[Entries from a dataset]
■ ■ ■ ■ ■ ■ ■
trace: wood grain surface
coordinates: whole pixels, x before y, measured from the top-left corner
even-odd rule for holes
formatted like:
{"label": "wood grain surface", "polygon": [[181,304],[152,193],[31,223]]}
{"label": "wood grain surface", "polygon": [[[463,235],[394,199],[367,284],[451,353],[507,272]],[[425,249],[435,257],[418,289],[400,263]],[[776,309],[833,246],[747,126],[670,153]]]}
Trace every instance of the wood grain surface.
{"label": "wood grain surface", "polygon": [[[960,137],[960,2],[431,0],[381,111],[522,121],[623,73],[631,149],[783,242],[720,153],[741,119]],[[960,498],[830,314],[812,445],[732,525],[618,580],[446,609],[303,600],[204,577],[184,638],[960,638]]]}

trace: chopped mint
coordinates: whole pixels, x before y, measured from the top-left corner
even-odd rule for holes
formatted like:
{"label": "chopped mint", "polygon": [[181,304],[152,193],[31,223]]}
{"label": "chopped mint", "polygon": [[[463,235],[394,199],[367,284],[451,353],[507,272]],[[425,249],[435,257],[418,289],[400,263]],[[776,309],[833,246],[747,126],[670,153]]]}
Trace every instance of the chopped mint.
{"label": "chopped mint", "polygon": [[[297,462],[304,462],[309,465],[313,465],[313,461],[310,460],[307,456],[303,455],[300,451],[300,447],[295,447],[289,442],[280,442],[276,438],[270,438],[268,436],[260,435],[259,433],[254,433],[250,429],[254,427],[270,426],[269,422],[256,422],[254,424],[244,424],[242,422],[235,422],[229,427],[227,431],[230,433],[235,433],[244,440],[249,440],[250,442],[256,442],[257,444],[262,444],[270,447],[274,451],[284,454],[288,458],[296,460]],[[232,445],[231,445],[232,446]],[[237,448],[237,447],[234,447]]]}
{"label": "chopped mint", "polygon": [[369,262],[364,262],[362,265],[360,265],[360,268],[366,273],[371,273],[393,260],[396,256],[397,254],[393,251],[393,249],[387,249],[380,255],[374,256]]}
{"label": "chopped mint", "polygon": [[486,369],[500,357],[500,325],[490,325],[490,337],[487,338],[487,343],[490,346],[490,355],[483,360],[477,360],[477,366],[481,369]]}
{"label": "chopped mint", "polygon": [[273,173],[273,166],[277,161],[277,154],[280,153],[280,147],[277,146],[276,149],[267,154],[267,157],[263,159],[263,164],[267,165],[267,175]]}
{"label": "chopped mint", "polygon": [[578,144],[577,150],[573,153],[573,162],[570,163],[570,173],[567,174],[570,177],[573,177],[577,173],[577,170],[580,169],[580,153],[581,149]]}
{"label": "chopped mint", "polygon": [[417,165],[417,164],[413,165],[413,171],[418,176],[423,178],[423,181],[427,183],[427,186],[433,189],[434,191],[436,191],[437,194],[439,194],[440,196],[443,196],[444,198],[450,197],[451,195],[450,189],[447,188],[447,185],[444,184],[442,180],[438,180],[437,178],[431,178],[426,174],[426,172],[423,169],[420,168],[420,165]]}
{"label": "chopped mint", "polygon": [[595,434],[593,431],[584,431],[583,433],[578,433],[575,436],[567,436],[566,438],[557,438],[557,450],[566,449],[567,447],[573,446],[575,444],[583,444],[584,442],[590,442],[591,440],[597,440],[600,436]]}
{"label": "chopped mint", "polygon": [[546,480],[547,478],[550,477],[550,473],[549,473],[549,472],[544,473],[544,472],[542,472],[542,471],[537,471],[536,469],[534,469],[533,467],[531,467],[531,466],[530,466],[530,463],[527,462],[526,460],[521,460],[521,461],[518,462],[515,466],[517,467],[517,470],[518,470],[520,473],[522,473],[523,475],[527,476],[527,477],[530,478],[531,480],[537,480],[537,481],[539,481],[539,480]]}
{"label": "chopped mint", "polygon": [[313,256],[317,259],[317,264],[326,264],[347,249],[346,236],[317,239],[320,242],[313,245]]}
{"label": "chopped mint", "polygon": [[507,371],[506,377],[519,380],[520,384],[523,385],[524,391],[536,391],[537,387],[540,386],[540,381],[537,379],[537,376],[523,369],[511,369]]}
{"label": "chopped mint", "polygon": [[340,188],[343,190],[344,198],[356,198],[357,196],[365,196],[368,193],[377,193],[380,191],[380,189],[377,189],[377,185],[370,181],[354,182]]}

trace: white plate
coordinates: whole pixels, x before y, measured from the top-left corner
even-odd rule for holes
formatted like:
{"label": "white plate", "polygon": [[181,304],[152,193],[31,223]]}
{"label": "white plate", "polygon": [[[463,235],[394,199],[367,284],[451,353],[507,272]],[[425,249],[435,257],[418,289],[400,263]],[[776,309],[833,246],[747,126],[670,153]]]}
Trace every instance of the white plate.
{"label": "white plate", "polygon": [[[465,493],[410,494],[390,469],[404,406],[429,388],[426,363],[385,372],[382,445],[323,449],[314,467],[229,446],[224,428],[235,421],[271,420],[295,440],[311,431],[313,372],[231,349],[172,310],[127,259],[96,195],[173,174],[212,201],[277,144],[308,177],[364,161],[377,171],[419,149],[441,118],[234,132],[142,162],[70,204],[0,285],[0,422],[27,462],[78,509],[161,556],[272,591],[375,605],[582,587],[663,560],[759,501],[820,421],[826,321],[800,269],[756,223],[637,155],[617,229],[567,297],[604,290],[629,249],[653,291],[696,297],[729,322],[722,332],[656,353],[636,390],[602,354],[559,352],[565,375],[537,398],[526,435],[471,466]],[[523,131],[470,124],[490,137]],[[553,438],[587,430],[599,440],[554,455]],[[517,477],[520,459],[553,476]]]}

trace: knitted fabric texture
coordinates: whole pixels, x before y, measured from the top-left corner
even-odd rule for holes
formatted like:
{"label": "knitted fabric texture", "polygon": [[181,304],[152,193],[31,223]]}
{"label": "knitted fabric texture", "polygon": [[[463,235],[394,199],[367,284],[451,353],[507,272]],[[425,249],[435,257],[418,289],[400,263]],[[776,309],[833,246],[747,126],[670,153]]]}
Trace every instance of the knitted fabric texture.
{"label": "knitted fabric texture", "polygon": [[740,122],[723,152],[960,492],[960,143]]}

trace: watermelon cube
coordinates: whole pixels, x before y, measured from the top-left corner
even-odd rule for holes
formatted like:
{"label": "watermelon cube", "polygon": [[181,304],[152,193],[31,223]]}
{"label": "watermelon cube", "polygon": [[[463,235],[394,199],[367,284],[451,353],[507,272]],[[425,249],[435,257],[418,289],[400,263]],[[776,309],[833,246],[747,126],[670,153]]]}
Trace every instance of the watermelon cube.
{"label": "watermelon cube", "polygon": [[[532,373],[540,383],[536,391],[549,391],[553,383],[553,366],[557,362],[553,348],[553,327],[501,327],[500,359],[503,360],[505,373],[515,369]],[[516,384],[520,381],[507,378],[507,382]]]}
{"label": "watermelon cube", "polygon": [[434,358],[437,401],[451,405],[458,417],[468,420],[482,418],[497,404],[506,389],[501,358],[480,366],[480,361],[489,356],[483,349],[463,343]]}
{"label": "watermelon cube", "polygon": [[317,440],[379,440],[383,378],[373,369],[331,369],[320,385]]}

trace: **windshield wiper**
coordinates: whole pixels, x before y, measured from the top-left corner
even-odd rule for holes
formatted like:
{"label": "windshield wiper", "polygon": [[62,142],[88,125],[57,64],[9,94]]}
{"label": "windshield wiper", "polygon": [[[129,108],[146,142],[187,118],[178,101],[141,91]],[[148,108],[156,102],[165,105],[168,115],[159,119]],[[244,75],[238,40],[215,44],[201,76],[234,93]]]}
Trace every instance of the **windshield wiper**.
■ ■ ■ ■ ■ ■ ■
### AIM OF THE TASK
Return the lines in the stretch from the one containing "trace: white plate" through the one containing "Trace every instance of the white plate.", both included, copied without any change.

### CORRECT RESPONSE
trace: white plate
coordinates: whole pixels, x before y, measured from the top-left corner
even-odd rule for holes
formatted like:
{"label": "white plate", "polygon": [[181,304],[152,193],[31,223]]}
{"label": "white plate", "polygon": [[[463,235],[394,199],[367,284],[451,353],[507,272]],[[425,249],[435,257],[418,289],[400,263]],[[776,309],[833,246],[747,126],[670,153]]]}
Trace every instance of the white plate.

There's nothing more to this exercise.